• What the task asks: Whatever the data contains, copy all of it exactly.
··········
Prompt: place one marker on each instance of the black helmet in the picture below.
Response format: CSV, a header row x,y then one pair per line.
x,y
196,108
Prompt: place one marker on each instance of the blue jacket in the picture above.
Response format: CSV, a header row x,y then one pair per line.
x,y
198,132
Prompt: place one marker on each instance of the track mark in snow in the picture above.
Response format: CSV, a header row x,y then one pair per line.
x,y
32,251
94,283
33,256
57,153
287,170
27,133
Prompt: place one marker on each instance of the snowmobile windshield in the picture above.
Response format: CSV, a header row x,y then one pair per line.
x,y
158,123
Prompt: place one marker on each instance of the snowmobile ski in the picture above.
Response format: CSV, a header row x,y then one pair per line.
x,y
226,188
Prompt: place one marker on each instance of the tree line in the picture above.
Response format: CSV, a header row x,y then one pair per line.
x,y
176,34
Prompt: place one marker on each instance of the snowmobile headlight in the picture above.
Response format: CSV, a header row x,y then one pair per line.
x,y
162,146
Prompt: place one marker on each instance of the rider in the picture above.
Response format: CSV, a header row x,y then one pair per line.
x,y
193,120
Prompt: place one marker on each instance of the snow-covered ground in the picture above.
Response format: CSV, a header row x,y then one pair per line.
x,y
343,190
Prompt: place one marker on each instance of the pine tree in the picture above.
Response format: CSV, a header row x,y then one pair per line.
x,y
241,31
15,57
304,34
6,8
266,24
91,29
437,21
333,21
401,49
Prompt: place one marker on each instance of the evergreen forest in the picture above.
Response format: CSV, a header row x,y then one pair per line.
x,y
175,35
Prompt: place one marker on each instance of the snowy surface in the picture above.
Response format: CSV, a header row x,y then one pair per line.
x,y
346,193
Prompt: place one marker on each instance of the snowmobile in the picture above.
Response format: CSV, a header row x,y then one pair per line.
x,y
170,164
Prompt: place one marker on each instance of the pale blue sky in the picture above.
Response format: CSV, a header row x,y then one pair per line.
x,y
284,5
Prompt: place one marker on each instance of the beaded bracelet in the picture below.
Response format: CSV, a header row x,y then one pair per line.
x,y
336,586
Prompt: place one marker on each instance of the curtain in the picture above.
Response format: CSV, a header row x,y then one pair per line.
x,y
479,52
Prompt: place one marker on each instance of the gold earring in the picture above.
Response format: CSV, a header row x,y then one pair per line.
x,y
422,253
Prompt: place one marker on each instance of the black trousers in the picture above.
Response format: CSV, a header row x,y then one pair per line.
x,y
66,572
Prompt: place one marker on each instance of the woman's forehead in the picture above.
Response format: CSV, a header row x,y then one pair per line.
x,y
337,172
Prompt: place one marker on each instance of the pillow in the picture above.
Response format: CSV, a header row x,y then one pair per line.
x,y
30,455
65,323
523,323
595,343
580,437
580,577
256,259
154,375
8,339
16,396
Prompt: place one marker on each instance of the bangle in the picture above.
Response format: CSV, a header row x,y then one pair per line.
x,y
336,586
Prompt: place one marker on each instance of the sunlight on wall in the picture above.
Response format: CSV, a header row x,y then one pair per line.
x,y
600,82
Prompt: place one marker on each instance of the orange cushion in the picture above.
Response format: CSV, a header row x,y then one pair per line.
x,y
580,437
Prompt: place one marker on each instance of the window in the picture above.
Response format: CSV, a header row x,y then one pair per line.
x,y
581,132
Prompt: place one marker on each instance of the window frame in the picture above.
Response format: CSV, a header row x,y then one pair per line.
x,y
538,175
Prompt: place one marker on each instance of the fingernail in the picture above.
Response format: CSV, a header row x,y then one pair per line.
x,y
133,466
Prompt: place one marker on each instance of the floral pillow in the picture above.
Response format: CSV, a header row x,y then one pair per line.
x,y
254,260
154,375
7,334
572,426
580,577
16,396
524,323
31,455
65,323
··········
• Response area:
Prompt: place one marker on each instance of the black helmet in the picture below.
Response format: CSV, a header row x,y then one pair per line.
x,y
196,108
Prompt: place one marker on each instance of the blue jacket in the picture above.
Response format: CSV, a header row x,y then one pair per line.
x,y
198,132
Prompt: place one marker on each instance of the track mark in snow in the picture above.
Response format: CSV, a header row x,y then one pair per line.
x,y
32,251
94,283
33,256
57,153
287,170
27,133
Prompt: place one marker on each instance of the snowmobile windshield in the picture above.
Response format: CSV, a header row x,y then one pair per line.
x,y
158,123
Prompt: place one marker on each instance of the snowmobile ski in the picture above.
Response format: CSV, a header row x,y then one pair per line.
x,y
226,188
Prompt: place one marker on each instance of the tree line in the picture above.
Response format: CSV, a header row x,y then one pair per line.
x,y
176,34
Prompt: place one marker on each instance of the snowmobile headlight in the picture above.
Response format: CSV, a header row x,y then one pair per line.
x,y
162,146
Prompt: place one marker on each instance of the rider in the picture above.
Response format: CSV, a header row x,y then one pair per line.
x,y
193,120
Prompt: place one marker on each instance of the snow-covered ground in the picture above.
Response format: CSV, a header row x,y then one pair per line.
x,y
343,190
Prompt: place one marker on each instance of the pine tree in the picture above.
Response format: CSV, a header row x,y then one pair per line.
x,y
241,31
15,57
304,34
6,8
266,24
91,29
437,21
333,21
401,49
Prompt: place one marker on each instance of the evergreen forest in the picture above.
Response format: CSV, a header row x,y then one pair per line.
x,y
175,35
Prompt: place one marker on each instance of the snowy surface in the picture above.
Response format: CSV, a header row x,y then one pair per line.
x,y
346,193
Prompt: place one marker on each instance of the snowmobile in the picture above.
Response format: CSV, a header row x,y then one pair per line.
x,y
170,164
Prompt: place one marker on each instance of the pale blue sky in the picture above.
Response format: CSV, a header row x,y then one pair per line.
x,y
284,5
Prompt: place one marker on each instance of the beaded bracelet in the picture below.
Response format: CSV, a header row x,y then one pair per line.
x,y
336,586
Prompt: place one marker on each instance of the curtain in the picture above.
Response format: CSV, a header row x,y then one pair per line.
x,y
479,52
Prompt: place one marker on each instance of the gold earring in the picture above.
Response format: CSV, a header row x,y then one pair per line.
x,y
422,253
Prompt: place one marker on each instance of the black trousers in the picture above.
Response format: CSV, a header row x,y then one pair per line.
x,y
66,572
Prompt: place one marker on each instance of the woman's forehead in the picture above.
Response format: CSV, a header row x,y then one pair per line.
x,y
337,172
Prompt: place one marker on each instance of the pillow in the picture above.
Response format: CSV, a header row x,y then one pair per line.
x,y
30,455
65,323
523,323
595,343
580,437
580,577
256,259
154,375
8,339
16,396
Prompt: place one marker on each instance of the bangle in the picture above.
Response format: CSV, a header row x,y then one pair per line.
x,y
336,586
Prompt: place one marker on each instance of the sunlight on wall in the picture above.
Response format: CSV, a header row x,y then one pair per line.
x,y
600,82
Prompt: place one marker on each instance of the orange cushion in the picture above.
Response format: CSV, a header row x,y then one pair per line.
x,y
580,437
Prompt: place one marker on each instance of the window in the picture above.
Response format: CSV, a header row x,y then one pair per line.
x,y
581,132
Prompt: place one marker on each instance of the window frame in the picture above.
Response format: CSV, a header row x,y then one pair per line.
x,y
538,175
Prompt: place one marker on each instance of the fingernail in the picture above.
Response format: CSV, a header row x,y then one pair per line.
x,y
133,466
Prompt: place one marker on each instance of the floral pillow in the picture above.
Response format: CSV, a header row x,y then one pair per line.
x,y
254,260
154,375
7,334
572,426
580,577
16,396
524,323
31,455
65,323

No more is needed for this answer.